• _Exercise_: Rewrite the listing below as a numbered list, from its start up to and including the line with "[84,98,152,207]". Omit blank lines and pictures.

• _Information provided_:

————————

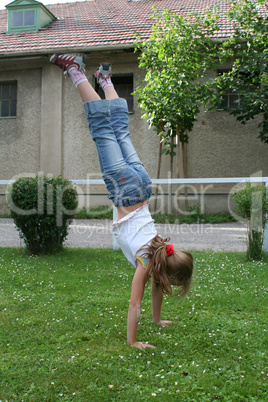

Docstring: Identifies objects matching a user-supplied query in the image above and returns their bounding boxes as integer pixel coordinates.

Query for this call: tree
[136,8,219,210]
[212,0,268,143]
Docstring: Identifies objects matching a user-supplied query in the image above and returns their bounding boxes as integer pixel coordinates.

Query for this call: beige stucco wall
[0,52,268,214]
[0,68,42,180]
[63,53,158,179]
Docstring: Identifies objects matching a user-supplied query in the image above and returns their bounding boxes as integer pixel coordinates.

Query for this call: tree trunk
[154,141,163,212]
[154,121,164,212]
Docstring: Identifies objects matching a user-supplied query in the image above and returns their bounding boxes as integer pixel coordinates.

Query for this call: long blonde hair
[139,235,193,297]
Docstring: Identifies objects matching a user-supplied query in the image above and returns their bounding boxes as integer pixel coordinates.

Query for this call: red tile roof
[0,0,255,57]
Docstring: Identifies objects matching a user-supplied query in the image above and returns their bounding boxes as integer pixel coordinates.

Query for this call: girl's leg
[96,70,143,166]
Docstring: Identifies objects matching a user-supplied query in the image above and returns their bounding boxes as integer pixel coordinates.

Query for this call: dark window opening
[95,74,134,112]
[0,82,17,117]
[217,70,259,109]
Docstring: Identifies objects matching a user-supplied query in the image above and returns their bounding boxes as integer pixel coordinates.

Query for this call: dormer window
[6,0,56,32]
[12,10,35,28]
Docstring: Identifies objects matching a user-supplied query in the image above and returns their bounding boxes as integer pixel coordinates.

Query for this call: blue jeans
[84,98,152,207]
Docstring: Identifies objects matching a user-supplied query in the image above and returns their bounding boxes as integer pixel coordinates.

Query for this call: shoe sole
[49,53,87,69]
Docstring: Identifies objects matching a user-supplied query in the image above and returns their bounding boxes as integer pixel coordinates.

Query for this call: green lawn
[0,249,268,402]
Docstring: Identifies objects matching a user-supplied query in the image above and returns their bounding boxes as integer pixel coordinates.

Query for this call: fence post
[113,206,120,250]
[262,181,268,253]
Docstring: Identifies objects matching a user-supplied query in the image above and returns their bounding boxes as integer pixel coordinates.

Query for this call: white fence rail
[0,176,268,252]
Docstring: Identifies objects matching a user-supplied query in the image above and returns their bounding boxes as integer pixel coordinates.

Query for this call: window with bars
[95,74,134,112]
[0,82,17,118]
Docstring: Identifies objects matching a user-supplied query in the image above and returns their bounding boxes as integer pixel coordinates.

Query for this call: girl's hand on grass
[131,342,155,349]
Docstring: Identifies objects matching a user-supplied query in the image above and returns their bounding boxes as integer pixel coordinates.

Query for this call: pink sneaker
[94,63,112,83]
[49,53,87,75]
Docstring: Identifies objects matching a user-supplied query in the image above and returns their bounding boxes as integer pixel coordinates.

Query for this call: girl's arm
[127,261,154,348]
[152,277,171,325]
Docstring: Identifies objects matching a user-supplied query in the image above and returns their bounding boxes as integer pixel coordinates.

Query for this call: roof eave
[0,42,134,58]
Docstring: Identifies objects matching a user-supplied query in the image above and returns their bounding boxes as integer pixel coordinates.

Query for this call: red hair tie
[166,244,174,257]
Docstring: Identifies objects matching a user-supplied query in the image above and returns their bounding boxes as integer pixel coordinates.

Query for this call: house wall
[0,51,268,215]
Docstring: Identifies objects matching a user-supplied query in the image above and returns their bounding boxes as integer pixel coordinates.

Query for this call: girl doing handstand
[50,54,193,348]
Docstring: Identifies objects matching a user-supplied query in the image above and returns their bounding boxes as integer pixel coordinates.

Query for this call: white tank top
[113,204,157,267]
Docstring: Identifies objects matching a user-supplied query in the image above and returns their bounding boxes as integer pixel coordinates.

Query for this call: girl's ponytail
[139,235,193,297]
[140,235,172,294]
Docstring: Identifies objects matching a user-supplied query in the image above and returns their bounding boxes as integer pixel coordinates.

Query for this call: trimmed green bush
[232,183,268,260]
[7,175,78,254]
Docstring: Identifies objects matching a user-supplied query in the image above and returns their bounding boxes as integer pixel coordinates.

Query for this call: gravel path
[0,219,247,251]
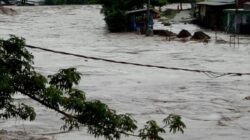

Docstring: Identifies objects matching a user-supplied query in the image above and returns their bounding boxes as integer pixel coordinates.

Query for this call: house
[125,8,160,33]
[223,9,250,34]
[197,0,250,34]
[196,0,235,29]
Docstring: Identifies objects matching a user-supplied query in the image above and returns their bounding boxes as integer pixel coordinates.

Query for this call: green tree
[0,35,185,140]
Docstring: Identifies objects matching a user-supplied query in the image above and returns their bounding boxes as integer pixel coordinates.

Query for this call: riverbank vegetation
[0,35,185,140]
[101,0,167,32]
[45,0,101,5]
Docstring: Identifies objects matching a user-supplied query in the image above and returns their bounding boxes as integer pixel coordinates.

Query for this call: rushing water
[0,6,250,140]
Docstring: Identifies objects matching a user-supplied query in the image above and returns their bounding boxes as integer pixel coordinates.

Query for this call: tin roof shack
[197,0,235,29]
[224,9,250,34]
[125,9,160,33]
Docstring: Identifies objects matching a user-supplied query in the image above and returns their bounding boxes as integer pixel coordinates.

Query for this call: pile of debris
[0,129,50,140]
[177,29,191,38]
[191,31,211,40]
[0,6,17,16]
[154,30,176,36]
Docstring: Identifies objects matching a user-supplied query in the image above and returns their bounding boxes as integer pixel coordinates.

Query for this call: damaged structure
[196,0,250,34]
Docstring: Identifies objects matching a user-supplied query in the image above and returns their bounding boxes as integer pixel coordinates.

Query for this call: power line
[26,45,250,78]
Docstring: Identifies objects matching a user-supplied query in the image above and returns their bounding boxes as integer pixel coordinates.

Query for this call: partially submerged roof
[197,0,235,6]
[223,9,250,14]
[125,8,159,15]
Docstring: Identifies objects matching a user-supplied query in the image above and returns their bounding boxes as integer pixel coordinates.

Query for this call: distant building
[197,0,235,29]
[197,0,250,34]
[125,8,160,33]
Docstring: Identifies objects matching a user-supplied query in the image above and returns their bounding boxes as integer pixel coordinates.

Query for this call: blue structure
[126,9,160,33]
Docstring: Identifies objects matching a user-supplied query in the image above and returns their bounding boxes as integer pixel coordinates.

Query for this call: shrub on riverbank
[45,0,101,5]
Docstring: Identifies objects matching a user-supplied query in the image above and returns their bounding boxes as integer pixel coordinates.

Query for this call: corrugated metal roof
[207,0,235,3]
[197,0,235,6]
[125,8,159,14]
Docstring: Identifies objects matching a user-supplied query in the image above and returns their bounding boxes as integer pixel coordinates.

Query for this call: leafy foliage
[45,0,101,5]
[0,35,185,140]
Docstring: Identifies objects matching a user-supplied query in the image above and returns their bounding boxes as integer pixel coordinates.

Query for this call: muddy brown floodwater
[0,5,250,140]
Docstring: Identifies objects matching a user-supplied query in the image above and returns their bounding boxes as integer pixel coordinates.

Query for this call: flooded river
[0,5,250,140]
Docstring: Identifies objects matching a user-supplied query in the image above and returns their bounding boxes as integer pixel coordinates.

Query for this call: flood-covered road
[0,6,250,140]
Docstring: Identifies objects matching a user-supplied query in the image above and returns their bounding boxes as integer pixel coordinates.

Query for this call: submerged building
[196,0,250,34]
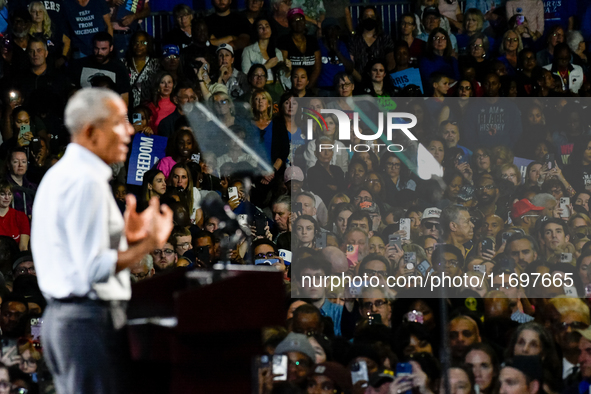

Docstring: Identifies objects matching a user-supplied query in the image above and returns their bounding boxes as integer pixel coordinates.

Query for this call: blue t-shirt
[317,40,351,90]
[64,0,110,56]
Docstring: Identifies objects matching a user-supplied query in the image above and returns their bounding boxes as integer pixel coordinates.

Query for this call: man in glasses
[70,31,130,104]
[441,205,474,258]
[511,198,544,234]
[150,237,179,273]
[129,254,156,283]
[419,207,441,239]
[539,218,570,257]
[252,238,285,271]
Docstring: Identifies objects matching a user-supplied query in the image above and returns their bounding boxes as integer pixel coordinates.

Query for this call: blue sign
[390,68,425,93]
[127,134,168,185]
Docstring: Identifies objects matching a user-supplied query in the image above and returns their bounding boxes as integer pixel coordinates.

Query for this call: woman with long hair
[140,168,166,207]
[497,30,523,77]
[349,5,396,74]
[330,203,355,241]
[28,1,70,67]
[380,152,417,201]
[250,89,273,152]
[464,343,500,394]
[456,8,490,56]
[0,179,31,250]
[156,126,201,178]
[304,114,349,172]
[396,12,425,67]
[148,71,176,131]
[563,136,591,196]
[419,27,460,95]
[123,31,160,108]
[293,215,320,249]
[242,17,291,83]
[168,163,203,226]
[358,59,398,97]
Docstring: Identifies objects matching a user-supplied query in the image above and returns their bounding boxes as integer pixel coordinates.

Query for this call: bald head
[322,246,349,275]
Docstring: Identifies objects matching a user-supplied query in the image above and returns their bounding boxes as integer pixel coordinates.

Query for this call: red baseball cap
[511,198,544,219]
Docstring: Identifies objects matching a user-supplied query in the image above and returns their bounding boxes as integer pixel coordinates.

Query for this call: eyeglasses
[423,222,439,230]
[152,249,174,257]
[16,267,35,275]
[554,321,589,331]
[476,184,495,192]
[132,272,149,280]
[21,358,37,366]
[289,360,310,369]
[177,242,191,250]
[365,270,388,277]
[361,300,388,309]
[254,252,277,259]
[437,260,459,267]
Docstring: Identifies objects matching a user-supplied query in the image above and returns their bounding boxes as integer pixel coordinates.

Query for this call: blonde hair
[29,1,51,38]
[548,295,591,324]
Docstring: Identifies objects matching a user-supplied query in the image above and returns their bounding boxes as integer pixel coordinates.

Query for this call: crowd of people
[0,0,591,394]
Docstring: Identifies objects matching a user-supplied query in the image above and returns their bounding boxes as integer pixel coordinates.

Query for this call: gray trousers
[41,298,129,394]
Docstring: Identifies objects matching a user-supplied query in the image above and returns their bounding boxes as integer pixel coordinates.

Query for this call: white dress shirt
[31,143,131,301]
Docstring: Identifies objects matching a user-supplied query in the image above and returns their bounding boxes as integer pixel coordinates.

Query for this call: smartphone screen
[228,187,238,199]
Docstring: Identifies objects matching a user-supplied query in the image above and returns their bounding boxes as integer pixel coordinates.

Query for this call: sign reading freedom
[127,134,168,186]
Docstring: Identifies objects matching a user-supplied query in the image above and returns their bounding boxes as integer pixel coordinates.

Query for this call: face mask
[361,18,378,31]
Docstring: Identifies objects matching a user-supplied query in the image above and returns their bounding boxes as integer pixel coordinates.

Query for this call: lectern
[128,266,285,394]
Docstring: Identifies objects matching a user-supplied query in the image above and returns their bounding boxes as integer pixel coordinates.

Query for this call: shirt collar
[64,142,113,182]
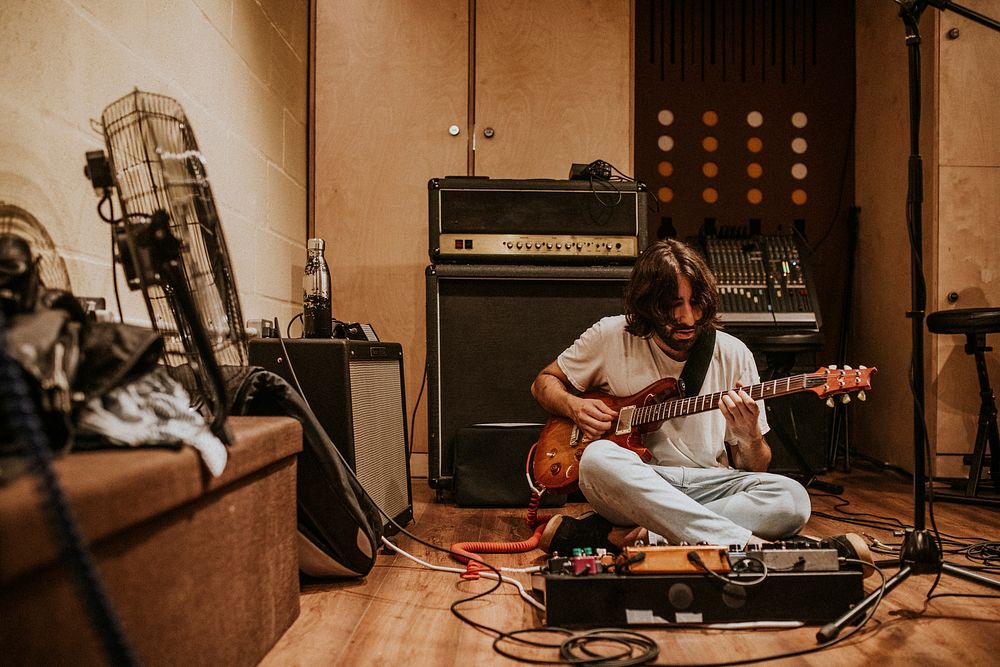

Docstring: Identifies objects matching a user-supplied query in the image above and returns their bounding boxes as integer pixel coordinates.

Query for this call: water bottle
[302,239,333,338]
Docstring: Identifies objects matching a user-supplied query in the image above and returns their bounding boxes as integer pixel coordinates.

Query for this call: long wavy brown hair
[625,239,721,338]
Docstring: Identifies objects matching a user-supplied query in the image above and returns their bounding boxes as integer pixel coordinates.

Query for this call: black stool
[742,331,844,495]
[927,308,1000,505]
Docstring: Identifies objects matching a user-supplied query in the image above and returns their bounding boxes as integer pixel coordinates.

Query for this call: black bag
[223,366,382,577]
[452,424,566,508]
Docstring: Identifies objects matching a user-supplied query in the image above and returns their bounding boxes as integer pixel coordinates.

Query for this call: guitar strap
[681,327,715,396]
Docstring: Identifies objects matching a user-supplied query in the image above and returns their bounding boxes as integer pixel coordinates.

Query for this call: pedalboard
[532,540,864,627]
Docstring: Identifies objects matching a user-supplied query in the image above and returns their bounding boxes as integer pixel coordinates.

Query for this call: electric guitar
[531,366,875,494]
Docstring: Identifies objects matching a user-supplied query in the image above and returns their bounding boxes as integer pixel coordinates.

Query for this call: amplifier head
[428,177,648,264]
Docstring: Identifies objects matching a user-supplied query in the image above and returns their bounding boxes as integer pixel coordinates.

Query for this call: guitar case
[225,366,382,578]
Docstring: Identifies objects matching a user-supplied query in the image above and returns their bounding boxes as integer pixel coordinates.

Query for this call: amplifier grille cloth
[348,360,409,520]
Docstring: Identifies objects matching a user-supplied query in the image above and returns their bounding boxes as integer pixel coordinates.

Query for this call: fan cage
[101,90,248,398]
[0,201,73,292]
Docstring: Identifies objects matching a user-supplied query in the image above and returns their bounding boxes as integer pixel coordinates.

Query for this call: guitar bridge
[615,405,636,435]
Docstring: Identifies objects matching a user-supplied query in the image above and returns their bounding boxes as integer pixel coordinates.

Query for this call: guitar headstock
[807,366,877,407]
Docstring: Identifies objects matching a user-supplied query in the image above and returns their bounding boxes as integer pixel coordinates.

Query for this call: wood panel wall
[853,0,1000,476]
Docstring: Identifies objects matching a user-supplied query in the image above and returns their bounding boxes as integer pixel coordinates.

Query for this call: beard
[656,324,704,359]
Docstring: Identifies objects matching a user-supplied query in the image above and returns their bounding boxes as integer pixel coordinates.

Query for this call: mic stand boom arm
[816,0,1000,643]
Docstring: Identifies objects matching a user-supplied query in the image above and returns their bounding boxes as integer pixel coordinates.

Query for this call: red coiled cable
[451,445,552,579]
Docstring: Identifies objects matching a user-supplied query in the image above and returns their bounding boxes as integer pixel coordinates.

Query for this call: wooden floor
[262,463,1000,666]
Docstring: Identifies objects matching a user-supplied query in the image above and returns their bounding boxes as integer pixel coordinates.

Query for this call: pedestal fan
[86,90,248,442]
[0,201,72,311]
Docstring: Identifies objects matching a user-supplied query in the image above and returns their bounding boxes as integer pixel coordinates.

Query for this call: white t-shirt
[556,315,769,468]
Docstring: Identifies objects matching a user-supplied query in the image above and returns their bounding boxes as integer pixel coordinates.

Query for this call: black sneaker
[538,512,620,556]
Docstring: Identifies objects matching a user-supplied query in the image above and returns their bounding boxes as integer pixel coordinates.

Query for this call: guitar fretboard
[632,373,829,425]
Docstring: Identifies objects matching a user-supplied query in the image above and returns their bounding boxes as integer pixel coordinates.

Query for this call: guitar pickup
[615,405,636,435]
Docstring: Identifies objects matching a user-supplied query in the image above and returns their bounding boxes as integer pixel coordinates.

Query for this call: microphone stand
[816,0,1000,643]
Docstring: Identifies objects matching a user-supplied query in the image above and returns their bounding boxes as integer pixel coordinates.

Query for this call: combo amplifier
[249,338,413,534]
[428,177,648,265]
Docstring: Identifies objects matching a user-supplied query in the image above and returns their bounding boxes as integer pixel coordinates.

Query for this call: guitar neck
[632,373,826,425]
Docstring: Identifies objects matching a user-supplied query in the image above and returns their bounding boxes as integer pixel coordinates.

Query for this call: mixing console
[703,234,820,330]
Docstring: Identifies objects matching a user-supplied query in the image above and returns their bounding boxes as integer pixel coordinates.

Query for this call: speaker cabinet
[250,338,413,534]
[426,264,631,489]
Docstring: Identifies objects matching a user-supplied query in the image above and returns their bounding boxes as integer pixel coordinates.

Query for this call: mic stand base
[816,530,1000,644]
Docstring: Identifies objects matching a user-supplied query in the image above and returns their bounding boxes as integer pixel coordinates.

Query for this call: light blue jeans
[579,440,812,546]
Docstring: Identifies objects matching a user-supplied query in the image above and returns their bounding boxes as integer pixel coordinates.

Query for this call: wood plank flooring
[262,464,1000,667]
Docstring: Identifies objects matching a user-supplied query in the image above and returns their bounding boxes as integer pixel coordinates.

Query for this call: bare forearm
[531,373,574,418]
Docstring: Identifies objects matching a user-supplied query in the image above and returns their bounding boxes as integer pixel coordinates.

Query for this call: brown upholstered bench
[0,417,302,665]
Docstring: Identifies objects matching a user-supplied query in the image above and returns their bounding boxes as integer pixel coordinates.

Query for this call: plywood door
[928,0,1000,477]
[474,0,632,179]
[313,0,469,454]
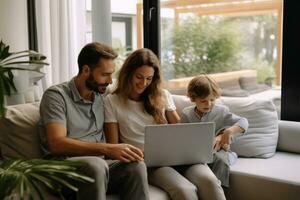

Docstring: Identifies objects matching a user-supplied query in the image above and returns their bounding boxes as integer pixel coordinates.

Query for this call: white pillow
[221,97,278,158]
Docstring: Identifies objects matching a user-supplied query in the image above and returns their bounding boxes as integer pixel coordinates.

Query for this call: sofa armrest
[277,120,300,153]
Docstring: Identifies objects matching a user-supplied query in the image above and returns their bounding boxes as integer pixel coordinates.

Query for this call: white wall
[0,0,28,51]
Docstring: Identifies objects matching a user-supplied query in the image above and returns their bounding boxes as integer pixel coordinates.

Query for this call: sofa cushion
[221,97,278,158]
[0,103,41,159]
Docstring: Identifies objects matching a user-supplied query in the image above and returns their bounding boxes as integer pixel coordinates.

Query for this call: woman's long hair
[113,48,167,124]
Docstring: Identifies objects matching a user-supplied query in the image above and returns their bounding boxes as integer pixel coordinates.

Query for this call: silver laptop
[144,122,215,167]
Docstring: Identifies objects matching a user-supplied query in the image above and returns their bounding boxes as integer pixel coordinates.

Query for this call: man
[40,42,149,200]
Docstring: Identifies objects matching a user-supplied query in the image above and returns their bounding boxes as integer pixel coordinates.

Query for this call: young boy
[181,75,248,187]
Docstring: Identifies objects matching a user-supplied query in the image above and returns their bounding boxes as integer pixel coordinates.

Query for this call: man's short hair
[187,74,221,101]
[78,42,118,74]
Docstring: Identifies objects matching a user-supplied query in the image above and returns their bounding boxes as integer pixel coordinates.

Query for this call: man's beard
[85,74,109,94]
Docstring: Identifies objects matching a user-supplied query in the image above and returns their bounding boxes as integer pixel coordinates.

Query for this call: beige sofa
[0,95,300,200]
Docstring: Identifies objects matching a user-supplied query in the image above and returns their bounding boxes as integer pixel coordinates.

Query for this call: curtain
[36,0,86,90]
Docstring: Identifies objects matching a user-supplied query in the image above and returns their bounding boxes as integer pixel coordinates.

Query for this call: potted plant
[0,40,48,117]
[0,159,94,200]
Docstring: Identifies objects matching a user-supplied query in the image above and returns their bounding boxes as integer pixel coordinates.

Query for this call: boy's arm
[166,110,180,124]
[214,107,249,151]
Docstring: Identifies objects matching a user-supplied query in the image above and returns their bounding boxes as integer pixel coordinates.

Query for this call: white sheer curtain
[36,0,86,89]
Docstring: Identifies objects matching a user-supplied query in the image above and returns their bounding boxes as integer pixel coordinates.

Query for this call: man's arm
[46,123,143,162]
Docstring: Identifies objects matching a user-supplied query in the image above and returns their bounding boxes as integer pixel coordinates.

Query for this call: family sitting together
[40,42,248,200]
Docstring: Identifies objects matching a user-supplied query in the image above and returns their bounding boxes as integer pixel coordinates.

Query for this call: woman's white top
[104,90,176,149]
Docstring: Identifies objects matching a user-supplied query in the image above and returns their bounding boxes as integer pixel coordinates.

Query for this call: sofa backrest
[0,103,42,159]
[277,120,300,153]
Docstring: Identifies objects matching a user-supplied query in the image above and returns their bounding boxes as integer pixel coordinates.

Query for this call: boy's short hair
[187,74,221,101]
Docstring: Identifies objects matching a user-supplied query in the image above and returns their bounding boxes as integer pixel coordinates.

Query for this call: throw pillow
[221,89,249,97]
[0,103,42,159]
[222,97,278,158]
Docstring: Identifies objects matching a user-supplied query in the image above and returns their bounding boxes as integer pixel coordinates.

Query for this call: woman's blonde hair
[187,74,221,101]
[113,48,167,124]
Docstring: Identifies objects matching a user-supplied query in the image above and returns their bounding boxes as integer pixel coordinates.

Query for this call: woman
[104,49,225,200]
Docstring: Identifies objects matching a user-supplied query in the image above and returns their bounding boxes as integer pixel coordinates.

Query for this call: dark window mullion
[281,1,300,121]
[27,0,38,51]
[143,0,160,57]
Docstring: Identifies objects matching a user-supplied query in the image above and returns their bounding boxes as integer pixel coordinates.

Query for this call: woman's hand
[214,129,231,151]
[106,144,144,163]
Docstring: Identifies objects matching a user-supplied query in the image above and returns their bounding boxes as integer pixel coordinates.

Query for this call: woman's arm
[166,110,180,124]
[104,122,119,144]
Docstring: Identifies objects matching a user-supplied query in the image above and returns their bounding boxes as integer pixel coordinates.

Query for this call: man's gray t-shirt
[39,78,104,154]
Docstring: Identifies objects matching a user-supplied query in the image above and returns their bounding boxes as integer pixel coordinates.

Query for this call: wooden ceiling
[161,0,282,15]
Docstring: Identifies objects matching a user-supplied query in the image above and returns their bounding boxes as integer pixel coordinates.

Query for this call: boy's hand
[214,129,231,151]
[106,143,144,163]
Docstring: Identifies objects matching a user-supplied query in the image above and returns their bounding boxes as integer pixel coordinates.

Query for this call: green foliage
[253,59,275,83]
[0,159,94,200]
[0,40,48,117]
[164,16,242,78]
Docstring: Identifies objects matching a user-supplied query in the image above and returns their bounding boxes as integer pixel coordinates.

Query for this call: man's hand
[106,144,144,163]
[214,129,231,151]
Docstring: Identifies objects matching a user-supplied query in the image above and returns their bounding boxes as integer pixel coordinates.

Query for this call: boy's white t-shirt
[104,90,176,149]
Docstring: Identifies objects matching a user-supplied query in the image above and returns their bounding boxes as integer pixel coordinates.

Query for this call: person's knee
[125,162,147,178]
[84,157,109,181]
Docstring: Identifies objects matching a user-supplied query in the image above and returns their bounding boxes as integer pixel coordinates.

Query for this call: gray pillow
[221,89,249,97]
[0,103,42,159]
[222,97,278,158]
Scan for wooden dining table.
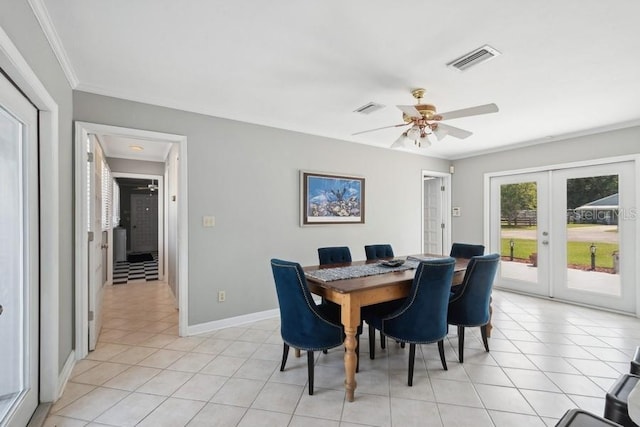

————————

• _Worked answer_:
1. Docstring: Identifies objects matching a user-supplied query in the image above and returns their bounding boxes as integer pixel coordinates.
2. Query for this call: tree
3. [136,8,219,210]
4. [212,0,268,143]
5. Docstring: Identifies objects matching a user-supplied query in the image above and returns their bounding boxes as integer pixel coordinates.
6. Query for this call: beige stucco wall
7. [0,52,268,214]
8. [0,68,42,180]
9. [63,53,158,179]
10. Docstring: Identifies objects matching a user-supplied query in the image above and returns their bounding boxes as integer pixel coordinates.
11. Query for this call: tree trunk
12. [154,141,163,212]
13. [154,121,164,212]
14. Docstring: Identifies objects matching a user-supplied query in the image above and returns their bounding boxes as integer pixel coordinates.
15. Query for this call: long blonde hair
16. [139,235,193,297]
17. Docstring: Identifies objects matching a user-supplied query in the image above and returns their bounding boxes as integer pixel coordinates.
18. Query for this call: red tile roof
19. [0,0,255,57]
20. Docstring: Identifies objects matching a user-supplied query in the image above and returns their bounding boxes as integer pixel coordinates.
21. Query for this call: girl's leg
22. [96,70,143,166]
23. Docstring: Identifies objects matching a user-supplied query in the image above and returns their bounding boxes as integer pixel coordinates.
24. Query for this call: dark window opening
25. [95,74,134,112]
26. [0,82,17,117]
27. [217,70,259,109]
28. Docstring: Identifies objects matching a user-supplied query in the image above and returns their bounding boxes as integer pixel coordinates.
29. Query for this call: dormer window
30. [6,0,56,32]
31. [12,10,35,28]
32. Docstring: Identifies objects matching a user-supplied query in the image above and returns their bounding boxes as integer pixel coordinates.
33. Query for this call: blue jeans
34. [84,98,152,207]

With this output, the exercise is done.